▶ PROBLEM TO WORK ON
Reproduce the full article on Ronnie O'Sullivan and the German Masters word for word.

PASSAGE section start

The Butterfly Effect is where one moment can change the course of history. In this case one tournament altered snooker’s history books.
Today’s German Masters marks the first time a snooker event has been held outside of the UK since the Covid-19 pandemic took hold almost two years ago.
And we take a look back at Ronnie O’Sullivan’s career-changing triumph at the popular Berlin-based event a decade ago. The Rocket beat Stephen Maguire 9-7 in the famous final and ascended to become the green-baize GOAT.
But it could have been all so different. O’Sullivan’s career was at a crossroads and on the verge of spiralling out of control. There were genuine fears he could quit the sport for good in 2012.
He had completely lost his love for the game and the previous season was a total write off for the tortured genius. O’Sullivan pulled out of the Shanghai Masters and German Masters, as well as 10 out of 12 PTC events, and lost in every first round match he played between the 2010 UK Championship and 2011 China Open.
It was not looking good for the most talented player to ever pick up a cue. His game was at an unimaginable low ebb and his mental state sadly at its worst since infamously walking out of his UK Championship quarter-final against Stephen Hendry in 2006.
His private life was in disarray and things got so bad he pulled out of the 2011 World Championship, only to u-turn when asked to provide written confirmation.
It was around this time that the Rocket thankfully turned to renowned sports psychiatrist Dr. Steve Peters to resurrect his nose-diving career. And it proved to be the best decision the mercurial star ever made.
Peters had worked with the successful Team GB cycling squad at the 2008 Beijing Olympics and the Liverpool football team. But he took on the unenviable task of quieting O’Sullivan’s troubled mind.

PASSAGE section end
RECORD EXCERPTS section start

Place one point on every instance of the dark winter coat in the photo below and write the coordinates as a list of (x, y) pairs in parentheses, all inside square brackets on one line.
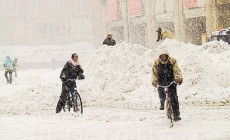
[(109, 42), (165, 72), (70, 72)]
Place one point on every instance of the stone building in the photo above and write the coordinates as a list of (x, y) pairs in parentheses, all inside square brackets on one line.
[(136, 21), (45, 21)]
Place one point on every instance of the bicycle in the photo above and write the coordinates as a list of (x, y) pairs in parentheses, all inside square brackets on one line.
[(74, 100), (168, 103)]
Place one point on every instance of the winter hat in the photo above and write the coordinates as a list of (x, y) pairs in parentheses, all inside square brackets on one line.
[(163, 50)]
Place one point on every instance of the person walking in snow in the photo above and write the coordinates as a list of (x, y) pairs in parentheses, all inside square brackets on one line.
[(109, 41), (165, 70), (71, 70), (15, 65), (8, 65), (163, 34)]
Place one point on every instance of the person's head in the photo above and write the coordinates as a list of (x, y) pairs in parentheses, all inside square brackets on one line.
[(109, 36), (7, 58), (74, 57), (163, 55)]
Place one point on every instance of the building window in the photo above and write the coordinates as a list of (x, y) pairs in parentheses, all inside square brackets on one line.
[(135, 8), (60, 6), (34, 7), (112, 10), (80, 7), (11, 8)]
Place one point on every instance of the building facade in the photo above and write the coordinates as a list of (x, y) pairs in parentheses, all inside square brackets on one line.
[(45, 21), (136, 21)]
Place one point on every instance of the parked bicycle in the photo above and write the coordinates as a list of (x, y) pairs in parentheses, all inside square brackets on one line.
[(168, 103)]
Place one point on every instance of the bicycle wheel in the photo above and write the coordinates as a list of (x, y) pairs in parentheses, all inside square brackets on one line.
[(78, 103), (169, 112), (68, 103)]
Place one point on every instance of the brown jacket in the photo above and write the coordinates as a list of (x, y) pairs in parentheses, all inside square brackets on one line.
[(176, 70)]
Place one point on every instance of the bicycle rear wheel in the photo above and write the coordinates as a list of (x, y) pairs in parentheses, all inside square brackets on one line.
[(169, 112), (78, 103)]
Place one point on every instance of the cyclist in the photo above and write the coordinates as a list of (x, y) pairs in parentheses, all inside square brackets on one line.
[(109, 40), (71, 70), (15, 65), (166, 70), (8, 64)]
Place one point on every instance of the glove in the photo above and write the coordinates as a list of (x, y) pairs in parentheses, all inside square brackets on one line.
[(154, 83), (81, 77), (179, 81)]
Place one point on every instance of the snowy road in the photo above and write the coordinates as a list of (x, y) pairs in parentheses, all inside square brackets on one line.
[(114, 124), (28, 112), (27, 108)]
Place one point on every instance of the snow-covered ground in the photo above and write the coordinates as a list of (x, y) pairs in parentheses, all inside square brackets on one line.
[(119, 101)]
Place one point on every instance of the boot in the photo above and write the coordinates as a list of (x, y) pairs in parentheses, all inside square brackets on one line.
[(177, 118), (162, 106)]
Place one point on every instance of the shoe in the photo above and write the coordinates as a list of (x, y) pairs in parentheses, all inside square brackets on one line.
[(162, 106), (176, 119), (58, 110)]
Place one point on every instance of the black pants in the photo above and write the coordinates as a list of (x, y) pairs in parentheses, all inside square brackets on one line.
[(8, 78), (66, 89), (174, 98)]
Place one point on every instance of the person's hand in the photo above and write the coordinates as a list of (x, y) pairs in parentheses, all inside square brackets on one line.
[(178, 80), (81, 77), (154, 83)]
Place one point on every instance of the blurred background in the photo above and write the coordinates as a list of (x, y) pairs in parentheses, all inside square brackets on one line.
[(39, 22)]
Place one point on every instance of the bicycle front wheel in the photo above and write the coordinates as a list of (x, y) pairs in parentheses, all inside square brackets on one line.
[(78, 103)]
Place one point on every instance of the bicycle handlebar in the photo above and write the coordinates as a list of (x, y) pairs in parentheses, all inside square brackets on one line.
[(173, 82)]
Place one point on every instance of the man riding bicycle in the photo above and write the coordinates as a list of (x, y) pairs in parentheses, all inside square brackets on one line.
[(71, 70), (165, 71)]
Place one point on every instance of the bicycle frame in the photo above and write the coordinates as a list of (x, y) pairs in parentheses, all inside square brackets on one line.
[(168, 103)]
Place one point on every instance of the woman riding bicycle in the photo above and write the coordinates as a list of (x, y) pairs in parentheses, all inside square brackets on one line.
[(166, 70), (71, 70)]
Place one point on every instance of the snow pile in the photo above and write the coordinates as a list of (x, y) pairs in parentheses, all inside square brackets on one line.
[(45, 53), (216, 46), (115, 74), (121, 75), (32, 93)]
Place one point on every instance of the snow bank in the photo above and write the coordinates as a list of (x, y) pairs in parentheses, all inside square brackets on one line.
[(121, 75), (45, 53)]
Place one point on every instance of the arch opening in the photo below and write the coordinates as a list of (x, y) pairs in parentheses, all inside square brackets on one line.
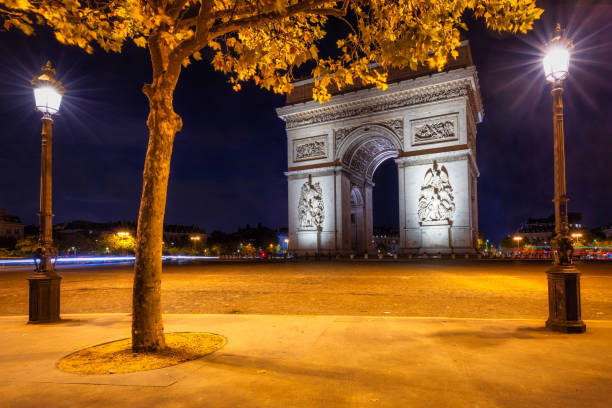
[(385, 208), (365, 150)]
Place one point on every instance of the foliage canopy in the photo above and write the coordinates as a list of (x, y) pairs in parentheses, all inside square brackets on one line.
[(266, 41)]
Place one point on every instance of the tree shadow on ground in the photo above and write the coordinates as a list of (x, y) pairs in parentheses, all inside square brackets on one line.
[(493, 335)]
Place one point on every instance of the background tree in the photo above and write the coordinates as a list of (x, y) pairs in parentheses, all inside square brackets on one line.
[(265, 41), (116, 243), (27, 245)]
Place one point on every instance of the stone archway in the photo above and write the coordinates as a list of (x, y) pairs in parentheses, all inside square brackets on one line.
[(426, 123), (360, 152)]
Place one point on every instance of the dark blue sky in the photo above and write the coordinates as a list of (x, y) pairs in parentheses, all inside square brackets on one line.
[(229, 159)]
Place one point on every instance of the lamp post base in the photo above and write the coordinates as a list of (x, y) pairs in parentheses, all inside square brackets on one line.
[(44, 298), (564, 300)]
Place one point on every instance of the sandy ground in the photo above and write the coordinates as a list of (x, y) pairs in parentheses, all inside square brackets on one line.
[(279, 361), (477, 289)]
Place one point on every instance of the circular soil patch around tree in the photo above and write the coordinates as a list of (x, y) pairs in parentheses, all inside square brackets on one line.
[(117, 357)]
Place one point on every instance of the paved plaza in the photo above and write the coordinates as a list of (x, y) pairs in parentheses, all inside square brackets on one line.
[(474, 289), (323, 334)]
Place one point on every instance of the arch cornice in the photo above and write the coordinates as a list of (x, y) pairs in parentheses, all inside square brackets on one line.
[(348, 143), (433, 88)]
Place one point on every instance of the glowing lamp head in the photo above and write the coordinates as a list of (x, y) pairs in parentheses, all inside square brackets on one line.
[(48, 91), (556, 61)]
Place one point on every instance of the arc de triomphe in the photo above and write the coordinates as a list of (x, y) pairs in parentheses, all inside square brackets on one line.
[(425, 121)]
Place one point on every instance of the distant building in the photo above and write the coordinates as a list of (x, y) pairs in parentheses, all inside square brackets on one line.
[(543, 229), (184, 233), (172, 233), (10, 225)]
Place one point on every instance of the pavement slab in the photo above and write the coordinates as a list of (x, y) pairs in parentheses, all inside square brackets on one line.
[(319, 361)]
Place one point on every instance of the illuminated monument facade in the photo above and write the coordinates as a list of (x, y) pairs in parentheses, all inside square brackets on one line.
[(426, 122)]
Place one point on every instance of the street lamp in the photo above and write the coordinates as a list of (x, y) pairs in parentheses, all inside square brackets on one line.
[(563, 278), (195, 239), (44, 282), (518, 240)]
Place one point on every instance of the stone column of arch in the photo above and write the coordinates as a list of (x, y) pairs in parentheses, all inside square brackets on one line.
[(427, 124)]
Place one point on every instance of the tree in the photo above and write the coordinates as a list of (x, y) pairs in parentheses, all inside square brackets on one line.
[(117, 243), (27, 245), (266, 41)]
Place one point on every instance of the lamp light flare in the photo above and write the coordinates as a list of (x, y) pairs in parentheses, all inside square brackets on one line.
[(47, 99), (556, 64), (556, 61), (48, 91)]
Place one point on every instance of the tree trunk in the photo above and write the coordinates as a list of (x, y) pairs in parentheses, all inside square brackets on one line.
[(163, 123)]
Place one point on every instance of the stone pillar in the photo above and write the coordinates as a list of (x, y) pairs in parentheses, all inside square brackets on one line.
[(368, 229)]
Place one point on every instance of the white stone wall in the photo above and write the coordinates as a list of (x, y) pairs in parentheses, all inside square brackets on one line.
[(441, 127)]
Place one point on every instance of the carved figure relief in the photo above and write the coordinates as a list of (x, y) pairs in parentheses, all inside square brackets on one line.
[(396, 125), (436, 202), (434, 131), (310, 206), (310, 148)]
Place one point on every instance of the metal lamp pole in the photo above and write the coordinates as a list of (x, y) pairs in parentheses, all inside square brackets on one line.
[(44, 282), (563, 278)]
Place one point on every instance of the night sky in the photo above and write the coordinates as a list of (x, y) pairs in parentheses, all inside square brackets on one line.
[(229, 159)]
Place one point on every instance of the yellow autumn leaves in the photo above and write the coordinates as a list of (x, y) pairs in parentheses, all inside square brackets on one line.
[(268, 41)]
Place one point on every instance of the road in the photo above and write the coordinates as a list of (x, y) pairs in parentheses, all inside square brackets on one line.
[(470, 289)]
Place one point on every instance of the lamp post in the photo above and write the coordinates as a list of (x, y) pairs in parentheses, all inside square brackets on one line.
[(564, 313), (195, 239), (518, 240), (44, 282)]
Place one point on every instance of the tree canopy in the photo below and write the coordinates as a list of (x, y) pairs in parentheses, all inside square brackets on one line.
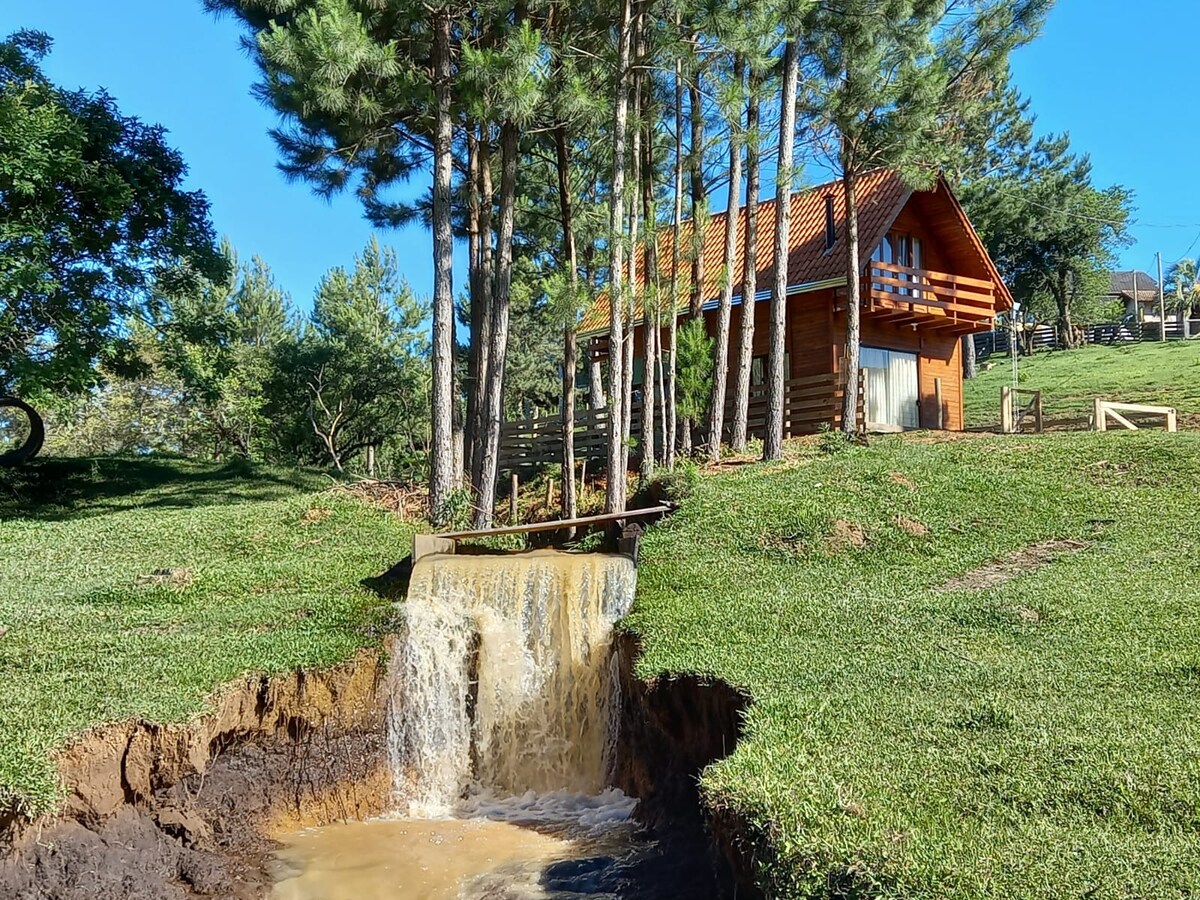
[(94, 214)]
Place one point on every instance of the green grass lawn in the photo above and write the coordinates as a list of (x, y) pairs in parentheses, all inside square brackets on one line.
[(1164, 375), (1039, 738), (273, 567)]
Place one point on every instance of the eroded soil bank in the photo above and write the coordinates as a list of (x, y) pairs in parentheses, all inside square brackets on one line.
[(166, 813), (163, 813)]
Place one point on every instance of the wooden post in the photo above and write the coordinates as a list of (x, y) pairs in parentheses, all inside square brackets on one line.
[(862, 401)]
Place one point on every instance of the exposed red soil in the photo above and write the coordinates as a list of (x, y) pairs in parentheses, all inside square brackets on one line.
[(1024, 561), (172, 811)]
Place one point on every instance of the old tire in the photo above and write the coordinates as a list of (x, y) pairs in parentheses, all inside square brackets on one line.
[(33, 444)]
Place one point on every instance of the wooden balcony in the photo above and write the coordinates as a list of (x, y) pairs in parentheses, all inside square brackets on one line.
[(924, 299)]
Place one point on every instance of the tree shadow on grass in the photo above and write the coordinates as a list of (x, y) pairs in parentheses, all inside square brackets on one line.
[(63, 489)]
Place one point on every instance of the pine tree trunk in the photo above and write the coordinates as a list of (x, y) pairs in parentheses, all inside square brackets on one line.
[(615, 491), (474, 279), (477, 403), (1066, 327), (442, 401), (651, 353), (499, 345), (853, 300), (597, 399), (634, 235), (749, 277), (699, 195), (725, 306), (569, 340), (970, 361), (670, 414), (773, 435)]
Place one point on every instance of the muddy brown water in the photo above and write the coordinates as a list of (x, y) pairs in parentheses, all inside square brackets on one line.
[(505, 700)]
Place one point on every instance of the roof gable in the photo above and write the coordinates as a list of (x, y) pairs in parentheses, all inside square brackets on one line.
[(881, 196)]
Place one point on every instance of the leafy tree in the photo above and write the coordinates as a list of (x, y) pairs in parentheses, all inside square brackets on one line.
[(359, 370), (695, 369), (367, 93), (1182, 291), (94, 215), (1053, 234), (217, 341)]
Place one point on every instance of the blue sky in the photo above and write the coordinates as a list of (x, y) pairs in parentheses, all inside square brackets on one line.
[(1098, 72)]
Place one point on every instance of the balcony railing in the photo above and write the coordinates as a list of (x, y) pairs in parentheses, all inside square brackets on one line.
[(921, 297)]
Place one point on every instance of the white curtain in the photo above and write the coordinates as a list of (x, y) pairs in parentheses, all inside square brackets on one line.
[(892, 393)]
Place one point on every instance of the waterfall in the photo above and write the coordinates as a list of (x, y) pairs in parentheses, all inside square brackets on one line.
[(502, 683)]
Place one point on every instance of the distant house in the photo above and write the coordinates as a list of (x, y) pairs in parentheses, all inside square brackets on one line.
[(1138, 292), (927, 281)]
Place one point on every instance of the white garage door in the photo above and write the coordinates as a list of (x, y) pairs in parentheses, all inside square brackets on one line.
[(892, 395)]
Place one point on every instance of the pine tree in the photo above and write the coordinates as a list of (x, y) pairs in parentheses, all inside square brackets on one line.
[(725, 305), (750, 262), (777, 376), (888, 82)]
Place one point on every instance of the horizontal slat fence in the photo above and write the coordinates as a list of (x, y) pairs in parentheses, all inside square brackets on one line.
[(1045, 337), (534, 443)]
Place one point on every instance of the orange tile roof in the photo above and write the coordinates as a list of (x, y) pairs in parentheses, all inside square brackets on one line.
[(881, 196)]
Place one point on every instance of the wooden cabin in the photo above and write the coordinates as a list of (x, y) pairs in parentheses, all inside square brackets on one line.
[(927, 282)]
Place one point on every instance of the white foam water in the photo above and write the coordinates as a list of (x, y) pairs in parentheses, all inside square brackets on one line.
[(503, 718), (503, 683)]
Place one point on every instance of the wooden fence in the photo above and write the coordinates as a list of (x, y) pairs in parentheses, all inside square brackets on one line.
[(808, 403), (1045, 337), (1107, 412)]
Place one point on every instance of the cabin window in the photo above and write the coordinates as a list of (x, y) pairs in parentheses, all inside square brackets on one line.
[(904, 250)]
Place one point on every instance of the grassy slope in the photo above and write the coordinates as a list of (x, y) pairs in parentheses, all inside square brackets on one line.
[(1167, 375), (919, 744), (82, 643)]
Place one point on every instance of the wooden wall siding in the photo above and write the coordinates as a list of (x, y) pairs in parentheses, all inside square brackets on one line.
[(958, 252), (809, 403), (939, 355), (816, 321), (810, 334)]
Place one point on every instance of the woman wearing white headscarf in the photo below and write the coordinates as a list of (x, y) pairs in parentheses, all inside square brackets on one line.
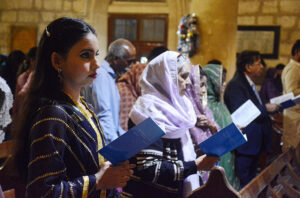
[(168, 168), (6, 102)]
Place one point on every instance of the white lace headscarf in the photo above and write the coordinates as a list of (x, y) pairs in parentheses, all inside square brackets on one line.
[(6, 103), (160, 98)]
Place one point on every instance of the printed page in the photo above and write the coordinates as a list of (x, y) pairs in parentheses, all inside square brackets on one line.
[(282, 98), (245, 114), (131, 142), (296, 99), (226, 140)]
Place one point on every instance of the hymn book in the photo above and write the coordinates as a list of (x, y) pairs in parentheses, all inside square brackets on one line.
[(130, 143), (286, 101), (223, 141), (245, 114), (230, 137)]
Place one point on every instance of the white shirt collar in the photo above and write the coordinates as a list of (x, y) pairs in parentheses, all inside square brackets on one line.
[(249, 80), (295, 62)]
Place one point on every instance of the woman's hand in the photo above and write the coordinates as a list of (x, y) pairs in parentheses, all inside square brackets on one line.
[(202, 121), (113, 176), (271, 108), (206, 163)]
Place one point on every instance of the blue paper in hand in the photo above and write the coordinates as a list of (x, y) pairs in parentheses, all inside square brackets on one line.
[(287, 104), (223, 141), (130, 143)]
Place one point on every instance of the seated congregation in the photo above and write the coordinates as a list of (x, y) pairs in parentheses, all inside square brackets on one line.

RECORD EXCERPTS section end

▶ YOUR RESPONSE
The Butterfly Effect is where one moment can change the course of history. In this case one tournament altered snooker’s history books.
Today’s German Masters marks the first time a snooker event has been held outside of the UK since the Covid-19 pandemic took hold almost two years ago.
And we take a look back at Ronnie O’Sullivan’s career-changing triumph at the popular Berlin-based event a decade ago. The Rocket beat Stephen Maguire 9-7 in the famous final and ascended to become the green-baize GOAT.
But it could have been all so different. O’Sullivan’s career was at a crossroads and on the verge of spiralling out of control. There were genuine fears he could quit the sport for good in 2012.
He had completely lost his love for the game and the previous season was a total write off for the tortured genius. O’Sullivan pulled out of the Shanghai Masters and German Masters, as well as 10 out of 12 PTC events, and lost in every first round match he played between the 2010 UK Championship and 2011 China Open.
It was not looking good for the most talented player to ever pick up a cue. His game was at an unimaginable low ebb and his mental state sadly at its worst since infamously walking out of his UK Championship quarter-final against Stephen Hendry in 2006.
His private life was in disarray and things got so bad he pulled out of the 2011 World Championship, only to u-turn when asked to provide written confirmation.
It was around this time that the Rocket thankfully turned to renowned sports psychiatrist Dr. Steve Peters to resurrect his nose-diving career. And it proved to be the best decision the mercurial star ever made.
Peters had worked with the successful Team GB cycling squad at the 2008 Beijing Olympics and the Liverpool football team. But he took on the unenviable task of quieting O’Sullivan’s troubled mind.